** begin RECORDED INFORMATION **
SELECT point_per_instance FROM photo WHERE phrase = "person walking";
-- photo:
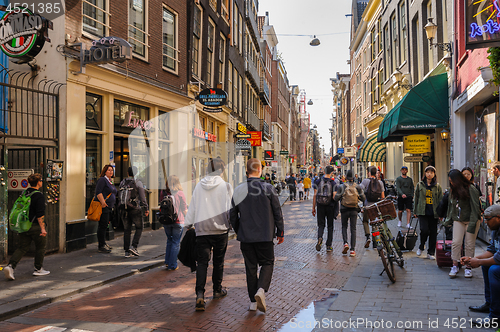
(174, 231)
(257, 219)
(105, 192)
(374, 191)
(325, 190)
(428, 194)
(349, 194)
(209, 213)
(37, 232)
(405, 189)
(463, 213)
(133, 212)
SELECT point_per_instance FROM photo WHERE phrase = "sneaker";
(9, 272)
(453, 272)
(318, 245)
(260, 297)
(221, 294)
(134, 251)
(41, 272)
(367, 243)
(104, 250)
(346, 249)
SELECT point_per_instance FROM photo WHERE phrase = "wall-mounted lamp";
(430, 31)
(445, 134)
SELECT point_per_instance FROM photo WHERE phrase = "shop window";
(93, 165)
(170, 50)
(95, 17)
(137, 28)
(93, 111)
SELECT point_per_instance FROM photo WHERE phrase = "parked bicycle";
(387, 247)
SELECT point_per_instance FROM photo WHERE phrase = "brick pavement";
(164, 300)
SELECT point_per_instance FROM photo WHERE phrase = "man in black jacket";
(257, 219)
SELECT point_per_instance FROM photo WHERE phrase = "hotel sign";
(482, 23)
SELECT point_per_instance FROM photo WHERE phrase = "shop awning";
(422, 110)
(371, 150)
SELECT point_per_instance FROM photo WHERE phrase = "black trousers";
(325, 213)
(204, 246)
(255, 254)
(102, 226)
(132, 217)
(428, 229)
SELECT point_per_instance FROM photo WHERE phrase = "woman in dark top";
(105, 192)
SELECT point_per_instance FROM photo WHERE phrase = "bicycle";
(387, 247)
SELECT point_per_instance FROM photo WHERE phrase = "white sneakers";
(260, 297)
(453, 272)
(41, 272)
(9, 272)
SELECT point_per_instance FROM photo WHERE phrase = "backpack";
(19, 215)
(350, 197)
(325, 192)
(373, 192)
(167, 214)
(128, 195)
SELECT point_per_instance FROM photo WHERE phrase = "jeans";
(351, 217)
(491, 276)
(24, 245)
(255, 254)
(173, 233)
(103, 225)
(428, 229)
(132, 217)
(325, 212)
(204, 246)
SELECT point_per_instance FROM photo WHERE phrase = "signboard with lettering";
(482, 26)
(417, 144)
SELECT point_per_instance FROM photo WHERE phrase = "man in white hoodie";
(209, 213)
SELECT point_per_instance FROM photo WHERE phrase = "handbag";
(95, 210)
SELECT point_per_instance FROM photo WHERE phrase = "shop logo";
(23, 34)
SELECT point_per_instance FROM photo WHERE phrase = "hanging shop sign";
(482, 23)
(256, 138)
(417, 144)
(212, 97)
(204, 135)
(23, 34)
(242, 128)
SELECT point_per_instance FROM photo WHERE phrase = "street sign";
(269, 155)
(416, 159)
** end RECORDED INFORMATION **
** begin RECORDED INFORMATION **
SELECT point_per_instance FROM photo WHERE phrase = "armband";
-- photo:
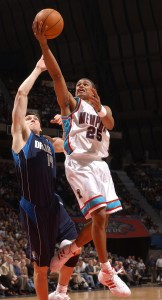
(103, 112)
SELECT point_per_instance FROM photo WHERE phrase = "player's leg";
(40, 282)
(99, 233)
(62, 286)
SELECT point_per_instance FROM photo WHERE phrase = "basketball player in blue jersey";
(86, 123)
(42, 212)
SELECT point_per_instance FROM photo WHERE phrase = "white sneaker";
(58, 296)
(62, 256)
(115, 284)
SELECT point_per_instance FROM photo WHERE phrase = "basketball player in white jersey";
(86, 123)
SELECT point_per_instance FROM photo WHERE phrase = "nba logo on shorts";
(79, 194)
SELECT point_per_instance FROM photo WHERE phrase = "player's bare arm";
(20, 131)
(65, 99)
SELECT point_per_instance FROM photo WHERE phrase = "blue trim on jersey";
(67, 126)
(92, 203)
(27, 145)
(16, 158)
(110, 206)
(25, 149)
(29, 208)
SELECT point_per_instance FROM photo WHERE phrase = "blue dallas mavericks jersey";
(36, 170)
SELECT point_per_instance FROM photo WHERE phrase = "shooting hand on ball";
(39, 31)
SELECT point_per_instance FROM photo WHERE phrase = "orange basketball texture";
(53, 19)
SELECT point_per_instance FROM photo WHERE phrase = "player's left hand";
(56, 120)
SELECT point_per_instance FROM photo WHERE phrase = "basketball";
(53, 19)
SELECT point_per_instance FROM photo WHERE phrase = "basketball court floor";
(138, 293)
** end RECORDED INFORMATION **
## [WRITTEN EXERCISE]
Which lines in the rows above contain the string "bicycle"? Return every one of them in full.

## [IN RESPONSE]
SELECT point_per_instance FROM photo WHERE phrase = "parked bicycle";
SELECT point_per_instance FROM photo WHERE phrase = "bicycle";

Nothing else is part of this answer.